─── Records for processing ───
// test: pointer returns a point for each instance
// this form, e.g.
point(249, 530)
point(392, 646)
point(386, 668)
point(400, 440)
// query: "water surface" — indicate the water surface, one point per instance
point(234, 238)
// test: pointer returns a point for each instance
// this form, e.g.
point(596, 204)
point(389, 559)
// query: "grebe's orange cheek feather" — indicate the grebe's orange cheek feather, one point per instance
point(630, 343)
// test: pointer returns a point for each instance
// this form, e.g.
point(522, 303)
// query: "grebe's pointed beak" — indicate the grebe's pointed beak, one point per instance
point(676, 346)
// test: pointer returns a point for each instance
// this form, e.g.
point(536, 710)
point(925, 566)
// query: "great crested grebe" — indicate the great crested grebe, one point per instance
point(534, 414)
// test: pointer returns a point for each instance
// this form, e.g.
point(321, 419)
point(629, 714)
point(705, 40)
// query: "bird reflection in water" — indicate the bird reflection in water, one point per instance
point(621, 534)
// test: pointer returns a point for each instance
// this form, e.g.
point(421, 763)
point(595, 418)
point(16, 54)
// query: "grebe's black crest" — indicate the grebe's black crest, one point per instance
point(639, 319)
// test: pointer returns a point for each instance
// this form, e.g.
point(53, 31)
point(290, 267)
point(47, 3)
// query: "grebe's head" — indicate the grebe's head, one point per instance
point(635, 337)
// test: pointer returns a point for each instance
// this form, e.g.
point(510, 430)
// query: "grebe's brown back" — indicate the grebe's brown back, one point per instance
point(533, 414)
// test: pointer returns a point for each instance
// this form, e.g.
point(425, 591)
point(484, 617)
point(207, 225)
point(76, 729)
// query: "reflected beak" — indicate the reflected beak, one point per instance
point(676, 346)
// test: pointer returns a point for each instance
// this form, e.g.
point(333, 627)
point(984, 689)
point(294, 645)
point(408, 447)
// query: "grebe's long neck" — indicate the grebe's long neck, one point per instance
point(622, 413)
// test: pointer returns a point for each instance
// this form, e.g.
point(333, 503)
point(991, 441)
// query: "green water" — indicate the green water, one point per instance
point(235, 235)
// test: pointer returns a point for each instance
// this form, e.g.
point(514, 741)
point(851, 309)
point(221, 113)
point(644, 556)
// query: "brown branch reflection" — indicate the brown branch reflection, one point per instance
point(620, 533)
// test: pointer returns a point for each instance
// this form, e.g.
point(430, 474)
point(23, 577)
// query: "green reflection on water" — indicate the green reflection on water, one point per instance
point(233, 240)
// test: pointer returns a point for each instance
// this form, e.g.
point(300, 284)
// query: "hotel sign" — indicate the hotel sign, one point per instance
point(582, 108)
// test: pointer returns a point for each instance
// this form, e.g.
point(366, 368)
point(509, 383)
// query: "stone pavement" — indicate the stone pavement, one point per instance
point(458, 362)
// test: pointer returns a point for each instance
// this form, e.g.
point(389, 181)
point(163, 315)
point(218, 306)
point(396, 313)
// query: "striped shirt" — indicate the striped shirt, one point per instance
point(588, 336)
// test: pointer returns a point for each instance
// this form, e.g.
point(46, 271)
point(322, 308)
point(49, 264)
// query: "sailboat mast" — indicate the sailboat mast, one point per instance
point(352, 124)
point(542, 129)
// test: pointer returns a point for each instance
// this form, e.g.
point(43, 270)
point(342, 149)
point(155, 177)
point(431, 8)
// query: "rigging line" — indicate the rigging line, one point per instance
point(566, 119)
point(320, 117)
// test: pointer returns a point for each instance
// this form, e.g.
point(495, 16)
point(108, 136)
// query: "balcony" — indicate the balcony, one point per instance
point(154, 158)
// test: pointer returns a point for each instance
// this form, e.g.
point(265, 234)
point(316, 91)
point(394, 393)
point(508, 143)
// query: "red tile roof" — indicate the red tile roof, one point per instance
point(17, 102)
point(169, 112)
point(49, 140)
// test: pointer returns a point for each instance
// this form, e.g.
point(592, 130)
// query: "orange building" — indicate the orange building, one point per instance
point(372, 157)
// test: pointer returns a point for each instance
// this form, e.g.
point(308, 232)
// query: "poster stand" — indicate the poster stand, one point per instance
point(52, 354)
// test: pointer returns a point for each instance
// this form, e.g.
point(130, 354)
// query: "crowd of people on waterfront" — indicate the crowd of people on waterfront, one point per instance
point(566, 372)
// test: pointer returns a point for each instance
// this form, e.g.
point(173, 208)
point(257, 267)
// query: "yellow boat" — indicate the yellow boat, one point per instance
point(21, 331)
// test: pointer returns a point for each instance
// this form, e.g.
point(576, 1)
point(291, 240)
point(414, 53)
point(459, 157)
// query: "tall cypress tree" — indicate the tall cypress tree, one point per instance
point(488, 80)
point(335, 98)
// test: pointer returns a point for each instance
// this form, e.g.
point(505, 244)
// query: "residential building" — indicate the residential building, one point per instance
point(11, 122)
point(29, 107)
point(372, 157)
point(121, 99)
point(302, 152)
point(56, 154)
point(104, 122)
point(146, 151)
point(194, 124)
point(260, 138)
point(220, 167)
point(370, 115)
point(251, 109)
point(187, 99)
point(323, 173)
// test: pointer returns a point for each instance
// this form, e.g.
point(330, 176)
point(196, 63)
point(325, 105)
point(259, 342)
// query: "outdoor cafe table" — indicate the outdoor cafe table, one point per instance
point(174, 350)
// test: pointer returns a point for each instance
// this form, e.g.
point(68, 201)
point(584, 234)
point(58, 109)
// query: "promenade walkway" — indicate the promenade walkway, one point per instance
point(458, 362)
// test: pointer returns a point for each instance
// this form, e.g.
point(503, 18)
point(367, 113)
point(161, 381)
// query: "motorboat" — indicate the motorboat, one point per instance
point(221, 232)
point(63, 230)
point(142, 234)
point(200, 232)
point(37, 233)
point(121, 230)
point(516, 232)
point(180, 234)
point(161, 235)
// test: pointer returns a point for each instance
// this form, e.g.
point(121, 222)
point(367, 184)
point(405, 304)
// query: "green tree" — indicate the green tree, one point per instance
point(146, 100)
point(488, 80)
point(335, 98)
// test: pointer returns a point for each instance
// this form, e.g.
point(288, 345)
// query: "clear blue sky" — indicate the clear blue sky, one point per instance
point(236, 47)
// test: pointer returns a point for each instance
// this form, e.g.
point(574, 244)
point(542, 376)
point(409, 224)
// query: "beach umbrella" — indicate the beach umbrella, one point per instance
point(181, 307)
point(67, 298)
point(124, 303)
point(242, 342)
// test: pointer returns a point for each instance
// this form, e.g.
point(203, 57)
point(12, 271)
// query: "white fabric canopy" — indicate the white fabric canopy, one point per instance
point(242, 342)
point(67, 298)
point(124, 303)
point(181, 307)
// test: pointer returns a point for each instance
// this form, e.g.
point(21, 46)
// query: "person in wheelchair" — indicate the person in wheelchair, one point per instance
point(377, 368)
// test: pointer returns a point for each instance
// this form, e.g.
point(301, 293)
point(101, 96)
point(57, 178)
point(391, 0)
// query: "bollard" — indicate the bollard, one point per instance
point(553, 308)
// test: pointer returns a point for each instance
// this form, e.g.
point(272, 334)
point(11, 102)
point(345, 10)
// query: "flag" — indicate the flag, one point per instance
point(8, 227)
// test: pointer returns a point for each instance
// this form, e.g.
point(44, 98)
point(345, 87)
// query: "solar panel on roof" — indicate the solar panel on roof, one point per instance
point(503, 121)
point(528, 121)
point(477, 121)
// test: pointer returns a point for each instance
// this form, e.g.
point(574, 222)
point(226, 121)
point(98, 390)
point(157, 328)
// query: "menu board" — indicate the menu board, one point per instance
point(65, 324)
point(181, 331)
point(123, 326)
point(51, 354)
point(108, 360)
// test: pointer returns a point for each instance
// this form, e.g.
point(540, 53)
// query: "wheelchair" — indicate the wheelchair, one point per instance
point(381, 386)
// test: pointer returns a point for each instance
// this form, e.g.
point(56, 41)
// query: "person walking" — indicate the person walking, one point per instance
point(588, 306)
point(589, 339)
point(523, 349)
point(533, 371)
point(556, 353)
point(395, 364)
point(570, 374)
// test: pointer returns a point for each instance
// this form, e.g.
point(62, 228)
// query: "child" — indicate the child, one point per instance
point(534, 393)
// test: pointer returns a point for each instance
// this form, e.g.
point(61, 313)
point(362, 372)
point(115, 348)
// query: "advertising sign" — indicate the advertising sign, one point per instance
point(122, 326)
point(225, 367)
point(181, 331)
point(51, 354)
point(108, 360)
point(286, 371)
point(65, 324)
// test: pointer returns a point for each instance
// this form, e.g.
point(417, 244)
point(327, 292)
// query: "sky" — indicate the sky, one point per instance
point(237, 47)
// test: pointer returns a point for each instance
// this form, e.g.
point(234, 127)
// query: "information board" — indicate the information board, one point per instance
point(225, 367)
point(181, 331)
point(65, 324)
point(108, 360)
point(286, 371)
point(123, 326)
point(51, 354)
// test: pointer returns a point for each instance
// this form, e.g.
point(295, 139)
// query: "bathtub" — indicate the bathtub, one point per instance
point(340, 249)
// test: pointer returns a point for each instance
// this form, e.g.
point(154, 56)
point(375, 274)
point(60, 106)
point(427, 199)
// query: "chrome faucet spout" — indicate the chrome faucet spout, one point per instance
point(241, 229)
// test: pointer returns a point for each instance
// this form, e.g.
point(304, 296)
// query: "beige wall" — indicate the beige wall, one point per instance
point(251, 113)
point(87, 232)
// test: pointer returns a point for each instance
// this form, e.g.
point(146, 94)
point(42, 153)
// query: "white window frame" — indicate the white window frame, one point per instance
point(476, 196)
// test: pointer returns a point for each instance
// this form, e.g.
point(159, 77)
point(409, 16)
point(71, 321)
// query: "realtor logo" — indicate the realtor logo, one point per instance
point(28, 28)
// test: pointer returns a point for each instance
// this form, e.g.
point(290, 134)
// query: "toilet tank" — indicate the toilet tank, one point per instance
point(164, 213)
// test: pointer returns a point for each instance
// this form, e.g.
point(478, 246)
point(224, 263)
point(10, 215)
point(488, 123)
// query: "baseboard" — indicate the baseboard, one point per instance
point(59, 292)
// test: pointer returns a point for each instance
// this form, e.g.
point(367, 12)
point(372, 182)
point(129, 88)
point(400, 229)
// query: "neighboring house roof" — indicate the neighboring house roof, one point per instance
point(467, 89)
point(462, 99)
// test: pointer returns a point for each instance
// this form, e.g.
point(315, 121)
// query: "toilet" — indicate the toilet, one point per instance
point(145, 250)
───
Your task:
Count the lines of the material above that contain the word "brown". Reply with that number alone.

Finished answer:
2